* Start Document excerpt *
The spaceflight industry goes to all this trouble for hydrogen because hydrolox affords a very high specific impulse among all rocket propellants, together with the engine designs currently in use. In technical terms, specific impulse refers to the efficiency with which the reaction mass – the propellant, in this case, liquid hydrogen plus liquid oxygen – lifts the rocket, a.k.a. creating thrust. The higher the specific impulse, the more efficiently the engine can use the reaction mass, the higher the rocket’s acceleration per unit of fuel consumed.

The concept of a specific impulse applies to jet engines as well, with a small difference. Rockets typically carry the fuel and its oxidiser; on the other hand, jet engines carry only the fuel and ‘breathe’ the oxygen from the atmosphere. So a jet engine’s reaction mass is only the fuel. In these cases, the specific impulse is directly proportional to the velocity at which the exhaust exits the engine’s nozzle. In rocket engines, the relationship is similar with a small modification.

But in both cases, the specific impulse depends on the exhaust velocity, which in turn depends on the difference between the combustion chamber pressure and the ambient pressure. The exhaust velocity is highest when the engine operates in vacuum, because this is when the difference between the combustion chamber pressure and the ambient pressure is highest. Also in both cases, the specific impulse also depends on how the engine itself works.
* End Document excerpt *
* Start Source data *
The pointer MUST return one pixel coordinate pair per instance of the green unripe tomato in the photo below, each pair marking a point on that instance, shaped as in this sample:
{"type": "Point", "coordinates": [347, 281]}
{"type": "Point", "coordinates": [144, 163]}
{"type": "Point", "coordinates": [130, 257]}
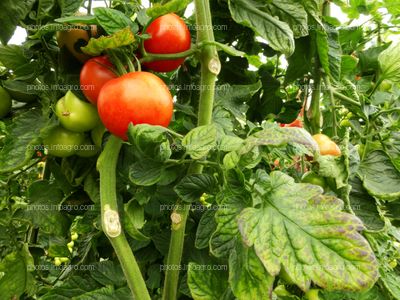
* End Source data *
■ Written request ■
Answer these from the passage on specific impulse, briefly:
1. Which two liquids make up the propellant in a hydrolox rocket?
2. What is a jet engine's reaction mass?
3. In what setting is an engine's exhaust velocity highest?

■ Result for this exercise ■
1. Liquid hydrogen and liquid oxygen.
2. Only its fuel, since it takes its oxygen from the atmosphere.
3. In vacuum, where the gap between combustion chamber pressure and ambient pressure is greatest.